── Material for this exercise ──
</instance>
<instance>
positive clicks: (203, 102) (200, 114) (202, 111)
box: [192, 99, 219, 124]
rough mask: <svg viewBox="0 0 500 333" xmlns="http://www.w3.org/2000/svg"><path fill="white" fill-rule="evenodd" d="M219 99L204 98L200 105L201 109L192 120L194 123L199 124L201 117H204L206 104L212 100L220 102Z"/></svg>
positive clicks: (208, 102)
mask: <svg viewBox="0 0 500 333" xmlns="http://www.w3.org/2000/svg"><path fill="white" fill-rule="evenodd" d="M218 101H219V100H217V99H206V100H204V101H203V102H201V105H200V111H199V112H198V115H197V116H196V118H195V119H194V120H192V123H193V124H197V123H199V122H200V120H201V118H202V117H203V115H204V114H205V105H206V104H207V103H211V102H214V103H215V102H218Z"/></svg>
───
Exercise directions >>
Return exactly the opening lines of the listing above, ending with the line that has "rough mask: <svg".

Solution for this exercise >>
</instance>
<instance>
positive clicks: (203, 102) (200, 114) (202, 111)
box: [192, 99, 219, 124]
rough mask: <svg viewBox="0 0 500 333" xmlns="http://www.w3.org/2000/svg"><path fill="white" fill-rule="evenodd" d="M219 99L204 98L200 105L201 109L192 120L194 123L199 124L201 117H204L206 104L212 100L220 102Z"/></svg>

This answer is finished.